Written problem: Rewrite the forum thread from "## Rayner (Aug" to "(Sep 2, 2012)", substituting "photos" for "pics".

Document extract:
┄┄┄┄┄┄
# Walking the dogs...



## B2ONGO (May 5, 2011)

....finally a bit of sun. Grabbed my camera and managed to capture a few shots of the family that I'm happy with. Used a reflector in the first one to try and bounce some light back onto the the subjects.

1. 
Sun kissed. by Michael Carver Photography, on Flickr

2.
Sun Kissed 2 by Michael Carver Photography, on Flickr

3.
DSC_0669 by Michael Carver Photography, on Flickr

4. 
Brooke Flower by Michael Carver Photography, on Flickr

5. 
Brooke sunset by Michael Carver Photography, on Flickr

6.
Silhlouette by Michael Carver Photography, on Flickr


----------



## Naddy37 (Oct 27, 2005)

That first shot is a winner IMHO.


----------



## angel1449 (Apr 15, 2012)

they are ****ing beautiful mate well done


----------



## jason status (Dec 11, 2011)

Superb photos!


----------



## K.M (Dec 19, 2013)

Lovely!


----------



## GNshaving (Feb 13, 2014)

Awesome pictures!


----------



## s29nta (Mar 9, 2013)

stunning:thumb:


----------



## B2ONGO (May 5, 2011)

Cheers guys - they were all shot with an 85mm prime lens.


----------



## Rayner (Aug 16, 2012)

Miss read that, I thought you'd finally found a family that you like lol. 

Great pics mate :thumb:


----------



## DJ X-Ray (Sep 2, 2012)
┄┄┄┄┄┄
Data listing:
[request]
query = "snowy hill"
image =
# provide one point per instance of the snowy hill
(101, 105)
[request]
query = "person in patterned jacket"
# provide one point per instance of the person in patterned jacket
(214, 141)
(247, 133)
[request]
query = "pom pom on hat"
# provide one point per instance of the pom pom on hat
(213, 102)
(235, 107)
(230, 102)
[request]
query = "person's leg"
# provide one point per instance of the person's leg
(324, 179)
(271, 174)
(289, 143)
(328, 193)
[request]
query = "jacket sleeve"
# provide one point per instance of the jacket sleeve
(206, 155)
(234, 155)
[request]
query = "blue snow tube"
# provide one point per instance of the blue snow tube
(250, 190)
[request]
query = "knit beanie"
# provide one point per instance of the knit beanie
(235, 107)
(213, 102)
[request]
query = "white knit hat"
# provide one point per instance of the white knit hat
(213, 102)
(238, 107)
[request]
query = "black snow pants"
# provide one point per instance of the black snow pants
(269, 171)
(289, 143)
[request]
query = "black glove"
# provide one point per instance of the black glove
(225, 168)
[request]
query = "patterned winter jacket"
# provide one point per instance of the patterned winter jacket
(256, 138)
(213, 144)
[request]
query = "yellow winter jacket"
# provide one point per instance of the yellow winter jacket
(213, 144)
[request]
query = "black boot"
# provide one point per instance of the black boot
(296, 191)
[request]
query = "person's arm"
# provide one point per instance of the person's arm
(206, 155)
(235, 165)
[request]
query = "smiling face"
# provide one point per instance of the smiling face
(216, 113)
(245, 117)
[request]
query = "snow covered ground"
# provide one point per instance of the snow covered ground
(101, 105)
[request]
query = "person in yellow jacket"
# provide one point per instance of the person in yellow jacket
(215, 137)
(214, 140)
┄┄┄┄┄┄
The reply:
## Rayner (Aug 16, 2012)

Miss read that, I thought you'd finally found a family that you like lol. 

Great photos mate :thumb:


----------



## DJ X-Ray (Sep 2, 2012)